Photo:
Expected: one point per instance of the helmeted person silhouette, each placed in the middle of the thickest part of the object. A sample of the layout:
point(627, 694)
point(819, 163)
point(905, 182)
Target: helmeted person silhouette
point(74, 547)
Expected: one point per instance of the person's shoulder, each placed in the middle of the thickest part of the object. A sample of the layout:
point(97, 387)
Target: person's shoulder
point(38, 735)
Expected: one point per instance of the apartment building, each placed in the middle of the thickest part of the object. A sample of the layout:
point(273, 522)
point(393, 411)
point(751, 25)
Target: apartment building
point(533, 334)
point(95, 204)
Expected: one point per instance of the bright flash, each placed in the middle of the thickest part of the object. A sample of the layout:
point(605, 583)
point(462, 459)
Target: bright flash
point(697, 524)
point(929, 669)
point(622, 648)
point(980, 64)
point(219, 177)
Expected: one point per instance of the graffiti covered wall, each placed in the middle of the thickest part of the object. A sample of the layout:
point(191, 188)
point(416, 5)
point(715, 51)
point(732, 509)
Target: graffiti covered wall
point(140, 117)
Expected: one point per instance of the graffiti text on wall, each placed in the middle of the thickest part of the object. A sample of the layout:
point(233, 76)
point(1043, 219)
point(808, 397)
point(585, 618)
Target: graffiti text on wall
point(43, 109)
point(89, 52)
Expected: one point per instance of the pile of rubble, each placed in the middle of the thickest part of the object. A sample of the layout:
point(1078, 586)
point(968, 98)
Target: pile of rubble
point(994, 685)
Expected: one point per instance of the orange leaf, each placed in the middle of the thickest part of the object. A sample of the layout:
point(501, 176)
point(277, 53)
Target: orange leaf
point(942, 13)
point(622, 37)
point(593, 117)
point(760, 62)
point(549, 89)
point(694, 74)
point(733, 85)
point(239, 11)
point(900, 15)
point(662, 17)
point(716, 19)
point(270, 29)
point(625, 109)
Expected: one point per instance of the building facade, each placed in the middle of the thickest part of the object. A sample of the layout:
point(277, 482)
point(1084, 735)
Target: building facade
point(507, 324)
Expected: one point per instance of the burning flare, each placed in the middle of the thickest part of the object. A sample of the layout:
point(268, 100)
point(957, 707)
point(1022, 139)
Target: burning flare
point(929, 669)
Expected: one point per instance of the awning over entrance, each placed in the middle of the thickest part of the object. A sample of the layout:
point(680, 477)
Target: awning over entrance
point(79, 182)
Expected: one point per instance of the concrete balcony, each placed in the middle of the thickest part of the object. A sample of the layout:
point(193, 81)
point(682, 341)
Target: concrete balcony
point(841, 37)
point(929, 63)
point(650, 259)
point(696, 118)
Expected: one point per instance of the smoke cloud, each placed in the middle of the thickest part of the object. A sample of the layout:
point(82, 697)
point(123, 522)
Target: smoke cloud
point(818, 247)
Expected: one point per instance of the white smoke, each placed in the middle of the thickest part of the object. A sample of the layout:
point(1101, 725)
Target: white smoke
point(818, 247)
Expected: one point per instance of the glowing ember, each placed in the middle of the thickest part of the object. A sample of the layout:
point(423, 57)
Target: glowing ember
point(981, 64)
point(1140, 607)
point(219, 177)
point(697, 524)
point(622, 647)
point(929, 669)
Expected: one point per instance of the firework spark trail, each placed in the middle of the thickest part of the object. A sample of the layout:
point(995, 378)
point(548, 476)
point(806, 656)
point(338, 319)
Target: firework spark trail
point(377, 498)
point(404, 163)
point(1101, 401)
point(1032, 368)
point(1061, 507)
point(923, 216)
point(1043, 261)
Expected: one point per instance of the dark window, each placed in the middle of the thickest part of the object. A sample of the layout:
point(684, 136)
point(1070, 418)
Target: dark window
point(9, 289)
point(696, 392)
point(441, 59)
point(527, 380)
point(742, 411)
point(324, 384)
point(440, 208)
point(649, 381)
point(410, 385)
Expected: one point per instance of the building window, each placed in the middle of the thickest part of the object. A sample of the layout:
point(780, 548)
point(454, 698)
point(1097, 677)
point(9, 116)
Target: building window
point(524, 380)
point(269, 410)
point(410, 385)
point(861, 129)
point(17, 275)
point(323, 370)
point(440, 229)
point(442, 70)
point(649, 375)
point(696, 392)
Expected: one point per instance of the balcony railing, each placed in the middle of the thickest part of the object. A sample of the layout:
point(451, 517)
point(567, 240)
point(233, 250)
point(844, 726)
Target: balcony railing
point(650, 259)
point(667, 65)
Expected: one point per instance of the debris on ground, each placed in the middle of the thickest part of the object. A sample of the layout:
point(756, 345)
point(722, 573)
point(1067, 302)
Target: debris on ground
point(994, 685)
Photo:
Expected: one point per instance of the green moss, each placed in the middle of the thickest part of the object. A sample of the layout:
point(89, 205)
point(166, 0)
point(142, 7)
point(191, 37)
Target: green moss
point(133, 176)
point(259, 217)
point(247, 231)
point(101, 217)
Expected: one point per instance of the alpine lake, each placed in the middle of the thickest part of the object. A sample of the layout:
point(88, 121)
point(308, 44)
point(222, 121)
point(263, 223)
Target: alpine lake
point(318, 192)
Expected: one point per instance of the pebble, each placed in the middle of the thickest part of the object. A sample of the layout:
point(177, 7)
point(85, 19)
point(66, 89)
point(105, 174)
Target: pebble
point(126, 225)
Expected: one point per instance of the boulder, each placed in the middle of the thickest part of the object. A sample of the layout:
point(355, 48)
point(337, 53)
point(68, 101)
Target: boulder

Task directions: Write every record out again, unaltered.

Result below:
Photo:
Expected: one point per instance of the helmeted person silhouette, each placed in the middle of the thickest part of the object. A sample of the layout:
point(627, 694)
point(819, 163)
point(905, 182)
Target: helmeted person silhouette
point(74, 547)
Expected: one point per instance of the person's shoulder, each placed in the middle of the thickest part of the object. A sample of the layout:
point(97, 387)
Target: person's shoulder
point(38, 735)
Expected: one point per instance of the apartment building, each placed in the middle of the thickest part of the object. A sample of the layout:
point(273, 522)
point(393, 411)
point(751, 25)
Target: apartment building
point(533, 334)
point(95, 204)
Expected: one point per instance of the bright flash, each placed in the middle of the thickest part of the object. A sample of the layout:
point(605, 583)
point(462, 459)
Target: bright flash
point(697, 524)
point(929, 669)
point(622, 648)
point(980, 64)
point(219, 177)
Expected: one point per instance of the graffiti covered wall, each placed in the middle of the thickest part of the object. A sample of the layout:
point(191, 188)
point(416, 5)
point(715, 51)
point(732, 509)
Target: graffiti covered wall
point(140, 117)
Expected: one point per instance of the graffiti text on wall, each placed in the middle of the thickest part of the object. A sample of the layout:
point(233, 76)
point(1043, 219)
point(808, 397)
point(585, 618)
Target: graffiti text on wall
point(43, 109)
point(89, 52)
Expected: one point per instance of the pile of rubble, each placed in the middle of the thickest part of the object. A sample of the layout:
point(1078, 586)
point(968, 98)
Target: pile of rubble
point(994, 685)
Expected: one point per instance of the orange leaf, each placed in the middle of the thickest part of the object. A sample of the layout:
point(501, 176)
point(277, 53)
Target: orange leaf
point(942, 13)
point(622, 37)
point(593, 117)
point(760, 62)
point(549, 89)
point(694, 74)
point(733, 85)
point(239, 11)
point(900, 15)
point(662, 17)
point(716, 19)
point(270, 29)
point(625, 109)
Expected: one point per instance of the building facade, each placed in the middle of the thickest part of the object. A sample of the layout:
point(277, 482)
point(1084, 735)
Target: building facade
point(507, 324)
Expected: one point per instance of the burning flare, each placed in the middle of the thickest part of the object. A sample of the layout:
point(268, 100)
point(957, 707)
point(1022, 139)
Target: burning flare
point(929, 669)
Expected: one point per instance of the awning over entrance, each placed in the middle of the thickest part of the object. A sample of the layout:
point(680, 477)
Target: awning over entrance
point(79, 182)
Expected: one point per instance of the concrete balcony, each placed in the middle of the thickest part of the object. A sample of the layout:
point(193, 81)
point(682, 341)
Target: concrete balcony
point(841, 37)
point(929, 63)
point(650, 259)
point(696, 118)
Expected: one point per instance of the smoke cloud, each placed in the middle of the thickest part of the object. A sample of the layout:
point(82, 697)
point(123, 522)
Target: smoke cloud
point(818, 247)
Expected: one point per instance of the white smoke, each placed in the middle of the thickest part of the object. A sample of the layout:
point(1101, 725)
Target: white smoke
point(818, 247)
Expected: one point per instance of the glowing ember, each placed in the middle of the thickest part of the object. A sample of the layout:
point(423, 57)
Target: glowing ember
point(981, 64)
point(1140, 607)
point(219, 177)
point(697, 524)
point(622, 647)
point(929, 669)
Expected: one point per instance of the firework spark trail, each placed in the middle of the thickest part of the object. A sample of the layout:
point(995, 378)
point(548, 476)
point(806, 656)
point(338, 319)
Target: firework spark trail
point(377, 498)
point(404, 163)
point(1101, 401)
point(1032, 368)
point(1061, 507)
point(923, 216)
point(1043, 261)
Expected: one point per instance of the dark window, each placed in the middle of the thickest part of the object. A sample of the layout:
point(684, 136)
point(1070, 418)
Target: dark window
point(9, 289)
point(696, 392)
point(441, 59)
point(527, 380)
point(742, 411)
point(324, 384)
point(440, 208)
point(649, 381)
point(410, 385)
Expected: one point per instance of the building window, each placed in the middle of the thickest part of the object. A sample of the layout:
point(780, 548)
point(454, 698)
point(1097, 677)
point(9, 116)
Target: building window
point(524, 380)
point(269, 410)
point(410, 385)
point(861, 129)
point(17, 275)
point(323, 370)
point(440, 229)
point(442, 70)
point(649, 375)
point(696, 392)
Expected: one point per instance of the balcony railing, each placed in the middle of the thickest part of the object. A sample of the layout:
point(451, 517)
point(567, 240)
point(233, 250)
point(844, 726)
Target: balcony railing
point(650, 259)
point(667, 65)
Expected: one point per instance of the debris on ground, each placed in the middle of the thickest part of the object. A sample of the layout:
point(756, 345)
point(722, 573)
point(1067, 302)
Target: debris on ground
point(994, 685)
Photo:
Expected: one point per instance of the green moss, each placed in the middle of the thickest part of the object. A sample of the layout:
point(89, 205)
point(166, 0)
point(142, 7)
point(191, 37)
Target: green moss
point(133, 176)
point(259, 217)
point(247, 231)
point(101, 217)
Expected: one point per instance of the alpine lake, each placed in the middle of the thickest part of the object. A sample of the layout:
point(88, 121)
point(308, 44)
point(222, 121)
point(263, 223)
Target: alpine lake
point(318, 192)
Expected: one point per instance of the pebble, each placed in the middle of the thickest part of the object. A sample of the layout:
point(177, 7)
point(85, 19)
point(66, 89)
point(105, 174)
Target: pebble
point(126, 225)
Expected: one point per instance of the boulder, each placed in the middle of the thickest part of the object. A sample of the layout:
point(355, 48)
point(337, 53)
point(68, 101)
Target: boulder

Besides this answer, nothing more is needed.